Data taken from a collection
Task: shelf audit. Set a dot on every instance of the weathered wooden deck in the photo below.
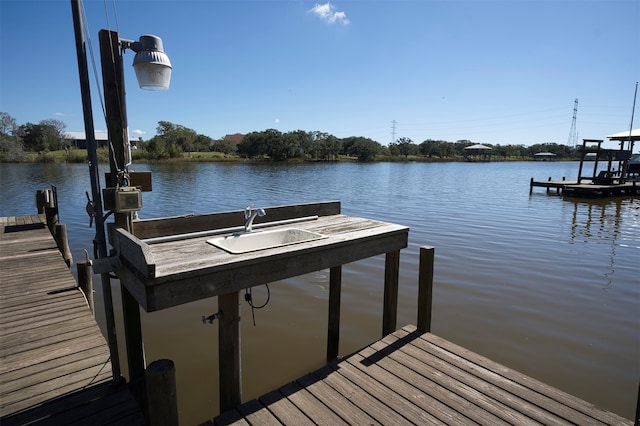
(413, 378)
(54, 361)
(587, 189)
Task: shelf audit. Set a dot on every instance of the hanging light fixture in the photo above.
(151, 64)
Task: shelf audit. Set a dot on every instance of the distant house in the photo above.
(228, 143)
(236, 138)
(477, 152)
(79, 139)
(544, 156)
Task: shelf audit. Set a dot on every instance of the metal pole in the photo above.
(115, 105)
(100, 244)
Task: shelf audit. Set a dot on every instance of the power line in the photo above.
(393, 131)
(573, 135)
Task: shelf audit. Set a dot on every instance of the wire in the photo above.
(98, 373)
(248, 297)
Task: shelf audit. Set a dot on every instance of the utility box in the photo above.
(122, 200)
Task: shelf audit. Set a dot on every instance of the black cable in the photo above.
(248, 297)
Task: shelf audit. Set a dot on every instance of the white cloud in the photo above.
(327, 12)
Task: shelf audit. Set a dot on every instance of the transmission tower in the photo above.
(573, 135)
(393, 131)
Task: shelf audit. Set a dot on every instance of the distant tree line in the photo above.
(173, 140)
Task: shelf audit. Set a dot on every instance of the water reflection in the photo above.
(545, 285)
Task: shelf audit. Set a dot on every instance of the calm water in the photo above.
(547, 286)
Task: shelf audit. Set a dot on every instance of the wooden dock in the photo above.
(54, 361)
(410, 377)
(587, 189)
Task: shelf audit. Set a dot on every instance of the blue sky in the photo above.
(498, 72)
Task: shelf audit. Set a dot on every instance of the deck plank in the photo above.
(414, 378)
(54, 360)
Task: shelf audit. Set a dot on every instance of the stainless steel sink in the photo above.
(260, 240)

▶ **WHAT YOU HAVE TO DO**: Return every line of the listing above word for word, leaving out the pictures.

▶ **FINISHED TASK**:
Task: shelf audit. Set a dot on every instance of the weathered wooden deck in the photo below.
(413, 378)
(54, 361)
(587, 189)
Task: shelf audit. Set a dot on every instance of the hanging light fixture in the photo above.
(151, 64)
Task: shelf audit. Set a dot on every instance of the distant house in the photo above.
(228, 143)
(236, 138)
(477, 152)
(79, 139)
(544, 156)
Task: shelf audit. Set a dot on every instance of the metal pole in the photo above.
(115, 105)
(100, 244)
Task: shelf audit. Set a dot on every instance of the power line in the photo above.
(393, 131)
(573, 135)
Task: shelf audit. Set a dot on every instance of the wire in the photo above.
(98, 373)
(248, 297)
Task: shelf audit. Set a dot on every instance of the utility box in the photo above.
(122, 200)
Task: shelf audit. Set a dot on every instance of the black cable in the photo above.
(248, 297)
Task: shelf audit. Set a dot on every instance of the white cloud in the photo above.
(327, 12)
Task: shelf audit. Set a dot on every instance of the transmission tower in the photo above.
(573, 135)
(393, 131)
Task: shelf audit. Set a dot on every instance of the distant tree line in the photo above.
(173, 140)
Task: shelf audit. Set a dot on every instance of the water reflection in the photo above.
(545, 285)
Task: shelf audit. Set a dot on every instance of the calm water in the photo above.
(547, 286)
Task: shelf audit. Set a dot on every instance of the wooden dock in the photo above.
(54, 361)
(410, 377)
(587, 189)
Task: shelf audit. Set a dot on every instance of the blue sky in the photo above.
(498, 72)
Task: shelf audit. Set a dot on every instance of the deck plank in the photo above.
(414, 378)
(54, 360)
Task: shelf audit. Set a dot on every instance of the stainless steel sink in the photo above.
(260, 240)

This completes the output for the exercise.